GIVEN PASSAGE
┌────────

An evaluation of my second playthrough of Mass Effect 2, which I first reviewed in February.
I played Mass Effect 2 as a woman this time. This lady Commander Shepard is very dear to my heart. She was the Mass Effect character I created after I got burglarized and my first Xbox 360 was stolen. Burns me up thinking of my very first Commander Shepard out there in some thief’s house, never to continue his adventures. He looked like Carlton from The Fresh Prince of Bel-Air and had a scar over his eye. He didn’t dance like Carlton, though. What if one day the police call me and say hey we know it’s been three years but we found your stolen Xbox and now you can play your Carlton look-alike Mass Effect guy in Mass Effect 2. I don’t know why the police would be so interested in me finishing a ME campaign, but I salute their enthusiasm. What a silly dreamer I am.
Speaking of silly dreams- I kid you not last night I had a dream about a giant muscular kangaroo, at least thirty feet tall, wearing red trunks and red boxing gloves punching car hoods in the middle of the interstate. Next thing you know, I’m trying to convince Dr. Dre and Snoop Dogg to get on a ferris wheel. Dr. Dre was like, “You said we wouldn’t go higher than thirty feet!”

└────────

PROBLEM SET
A – Condense the paragraph of the Mass Effect 2 post that begins "I played Mass Effect 2 as a woman this time," keeping its main facts.
B – Carry on the Mass Effect 2 post from the point where it stops.
The data that follows comes from a separate source and is unrelated to the Mass Effect 2 post.

DATASET ENTRIES
┌────────

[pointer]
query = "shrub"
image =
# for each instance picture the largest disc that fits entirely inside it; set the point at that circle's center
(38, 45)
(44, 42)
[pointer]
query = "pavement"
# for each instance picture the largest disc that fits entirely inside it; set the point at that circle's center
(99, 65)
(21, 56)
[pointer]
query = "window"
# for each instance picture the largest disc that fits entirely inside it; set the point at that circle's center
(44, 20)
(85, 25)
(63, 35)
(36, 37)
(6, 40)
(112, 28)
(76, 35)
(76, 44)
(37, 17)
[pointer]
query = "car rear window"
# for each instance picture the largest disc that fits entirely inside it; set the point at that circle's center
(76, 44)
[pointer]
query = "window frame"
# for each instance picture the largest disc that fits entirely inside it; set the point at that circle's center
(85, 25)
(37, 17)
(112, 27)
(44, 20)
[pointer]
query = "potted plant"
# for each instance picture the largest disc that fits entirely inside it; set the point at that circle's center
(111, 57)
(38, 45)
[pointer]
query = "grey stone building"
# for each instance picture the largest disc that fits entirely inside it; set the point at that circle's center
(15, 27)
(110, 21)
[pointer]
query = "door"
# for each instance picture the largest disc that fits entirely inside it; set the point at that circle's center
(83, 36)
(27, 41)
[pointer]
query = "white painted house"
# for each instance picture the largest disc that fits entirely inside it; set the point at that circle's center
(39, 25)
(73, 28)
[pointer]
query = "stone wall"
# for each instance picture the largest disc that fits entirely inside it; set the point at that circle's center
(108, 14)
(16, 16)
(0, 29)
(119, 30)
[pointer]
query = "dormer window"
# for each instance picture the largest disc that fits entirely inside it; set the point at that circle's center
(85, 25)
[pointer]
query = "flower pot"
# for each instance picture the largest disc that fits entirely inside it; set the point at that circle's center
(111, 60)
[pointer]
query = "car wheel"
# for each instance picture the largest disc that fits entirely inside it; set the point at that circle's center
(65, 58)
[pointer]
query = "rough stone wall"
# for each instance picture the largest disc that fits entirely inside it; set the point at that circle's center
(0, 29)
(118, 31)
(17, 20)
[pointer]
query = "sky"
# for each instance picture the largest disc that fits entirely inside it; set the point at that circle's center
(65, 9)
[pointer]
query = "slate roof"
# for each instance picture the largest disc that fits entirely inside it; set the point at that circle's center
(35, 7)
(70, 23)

└────────

ANSWERS FOR EACH ITEM
A – On this playthrough of Mass Effect 2, the author played as a female Commander Shepard. She means a great deal to the author because she was created after a burglary in which the author's first Xbox 360 was stolen. That theft took along the author's first Commander Shepard, a man who looked like Carlton from The Fresh Prince of Bel-Air and had a scar over his eye. The author jokingly imagines the police returning the Xbox three years later so that Shepard's adventures could continue in Mass Effect 2, then dismisses the idea as a silly dream.

B –
Commander Veronica Shepard (I was watching Veronica Mars at the time and had a wee bit of a crush on Kristen Bell) had a sassy short haircut, full kissable lips and a dark complexion. I had her involved in a romance with Thane the amphibian-spiritual-Buddhist-sort-of-human-assassin but then he got all gushy with the feelings talk so at the end of the game I kept putting him in charge of stuff where I was pretty sure he would get killed off for good. Is that how you girls do it? If I was a woman and some guy started all that flowery nonsense I might be tempted to put him in front a geth bullet, too. Thane took a shot right in the gut and died honorably without ever finding out how much I was rolling my eyes at his fussy little declarations of love.
Then not five seconds after getting back on the Normandy I had my ship’s yeoman Kelly Chambers doing a strip tease for me in my captain’s chambers. Now that’s how you grieve! I really like that this game gives you the option to have a lady strip for your lady captain before your boyfriend’s body was even cold. Or warm. I don’t know how it works with lizard/fish dudes.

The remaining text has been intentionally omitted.